## Text excerpt

========================================================================

= Mount Pleasant Mental Health Institute =

Former psychiatric facility in Iowa

The Mount Pleasant Mental Health Institute was a psychiatric institution located in Mount Pleasant, Iowa, USA. Originally known as the Iowa Lunatic Asylum, it opened in 1861. It is located on the same campus as The Mount Pleasant Correctional Facility. There was also a labyrinth of tunnels which connected every building. It was the first asylum in Iowa and was built under the Kirkbride Plan.

==History==
It was constructed between 1855 and 1865 at a cost of $400,000. The first patient was admitted in February 1861. It is a Kirkbride building, and was the first asylum in Iowa. The Mount Pleasant Mental Health Institute is the oldest of the Iowa Department of Human Services facilities that serve persons affected by mental illness.

In 1936, a fire destroyed most of the administration section, leaving only a kitchen area at the back. In 1946, the facility reached its peak occupancy of 1,581 patients. Since 1945, new therapies and medications have helped to lower the facility's population, and the individual's average length of stay has been reduced from years to a matter of weeks.

========================================================================

Saved entries:
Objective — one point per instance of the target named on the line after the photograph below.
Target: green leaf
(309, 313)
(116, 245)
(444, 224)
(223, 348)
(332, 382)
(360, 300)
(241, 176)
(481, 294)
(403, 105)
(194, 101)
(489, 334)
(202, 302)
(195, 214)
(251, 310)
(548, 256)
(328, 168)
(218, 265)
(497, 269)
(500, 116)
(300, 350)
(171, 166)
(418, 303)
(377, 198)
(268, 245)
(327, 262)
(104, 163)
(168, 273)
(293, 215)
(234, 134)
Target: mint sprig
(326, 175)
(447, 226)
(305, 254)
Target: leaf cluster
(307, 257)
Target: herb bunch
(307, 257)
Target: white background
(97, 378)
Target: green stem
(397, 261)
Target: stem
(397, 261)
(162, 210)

========================================================================

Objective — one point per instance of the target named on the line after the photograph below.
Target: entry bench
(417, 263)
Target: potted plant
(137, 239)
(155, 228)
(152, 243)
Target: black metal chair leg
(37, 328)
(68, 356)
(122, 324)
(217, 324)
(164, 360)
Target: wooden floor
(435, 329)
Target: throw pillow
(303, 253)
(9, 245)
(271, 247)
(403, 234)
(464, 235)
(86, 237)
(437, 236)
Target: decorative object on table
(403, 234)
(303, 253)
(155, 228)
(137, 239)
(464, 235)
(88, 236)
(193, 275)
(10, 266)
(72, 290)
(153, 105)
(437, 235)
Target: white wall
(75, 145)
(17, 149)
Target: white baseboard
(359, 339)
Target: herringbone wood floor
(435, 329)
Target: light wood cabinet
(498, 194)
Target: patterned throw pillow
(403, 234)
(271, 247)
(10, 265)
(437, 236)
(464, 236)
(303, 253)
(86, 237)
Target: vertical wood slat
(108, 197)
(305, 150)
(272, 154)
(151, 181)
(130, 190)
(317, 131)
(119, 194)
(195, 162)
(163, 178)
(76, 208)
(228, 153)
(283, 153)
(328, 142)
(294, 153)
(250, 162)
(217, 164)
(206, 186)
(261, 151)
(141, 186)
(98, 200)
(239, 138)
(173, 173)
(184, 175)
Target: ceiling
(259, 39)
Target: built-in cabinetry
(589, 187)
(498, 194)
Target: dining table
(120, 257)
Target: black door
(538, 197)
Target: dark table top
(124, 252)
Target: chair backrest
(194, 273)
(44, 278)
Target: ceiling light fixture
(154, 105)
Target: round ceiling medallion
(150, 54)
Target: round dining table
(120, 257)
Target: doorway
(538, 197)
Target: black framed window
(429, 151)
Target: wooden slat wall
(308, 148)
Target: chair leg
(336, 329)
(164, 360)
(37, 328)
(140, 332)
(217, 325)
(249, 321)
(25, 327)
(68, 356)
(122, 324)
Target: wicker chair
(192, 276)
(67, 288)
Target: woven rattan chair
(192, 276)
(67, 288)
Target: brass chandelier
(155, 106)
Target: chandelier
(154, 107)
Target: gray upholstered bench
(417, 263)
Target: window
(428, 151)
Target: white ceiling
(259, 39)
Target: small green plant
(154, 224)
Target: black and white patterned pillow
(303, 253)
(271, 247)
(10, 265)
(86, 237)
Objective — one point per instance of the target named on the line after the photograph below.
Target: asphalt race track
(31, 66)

========================================================================

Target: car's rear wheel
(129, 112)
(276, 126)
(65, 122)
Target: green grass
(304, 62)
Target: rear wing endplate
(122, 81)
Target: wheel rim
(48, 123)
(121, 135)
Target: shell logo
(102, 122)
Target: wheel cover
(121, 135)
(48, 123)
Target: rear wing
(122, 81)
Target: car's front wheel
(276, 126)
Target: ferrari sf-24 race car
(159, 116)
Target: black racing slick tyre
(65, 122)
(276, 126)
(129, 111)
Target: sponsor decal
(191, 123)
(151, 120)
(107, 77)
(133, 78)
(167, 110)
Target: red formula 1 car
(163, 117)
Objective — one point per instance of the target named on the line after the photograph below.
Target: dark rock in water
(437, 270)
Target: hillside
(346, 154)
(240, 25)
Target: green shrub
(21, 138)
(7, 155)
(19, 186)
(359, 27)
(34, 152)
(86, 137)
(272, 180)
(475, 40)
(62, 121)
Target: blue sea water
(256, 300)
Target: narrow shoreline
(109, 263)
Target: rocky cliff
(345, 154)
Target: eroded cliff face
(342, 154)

========================================================================

## Questions on the material
(A) List each year that the text on the Mount Pleasant Mental Health Institute mentions, once each, in the order of first appearance.
(B) Pick up the article on the Mount Pleasant Mental Health Institute after its final sentence and write the next part.

## Activity answers
(A) 1861, 1855, 1865, 1936, 1946, 1945

(B)
This allowed the facility to release many of its patients and eventually reassign the patients to Cherokee Mental Health Institute (Cherokee, Iowa) and Independence State Hospital (Independence, Iowa), which are still in use today, and to Clarinda Treatment Complex (Clarinda, Iowa), which also closed in 2015. It has been known by many names, including the Mount Pleasant Insane Asylum, the Mount Pleasant Hospital for the Insane and the Mount Pleasant Mental Health Institute.

Former Iowa Governor Terry Branstad announced in January 2015 that he would close Mount Pleasant and Clarinda MHIs that year. There were plans to develop a "crisis line", which will treat chronic mental health disorders like schizophrenia. Both MHIs closed in June 2015.

The architect of the building, Thomas Story Kirkbride, had an inclusive plan for such structures, including the requirement that staff live on or near the premises and that "guests" be assigned meaningful work. More than thirty such structures still remain.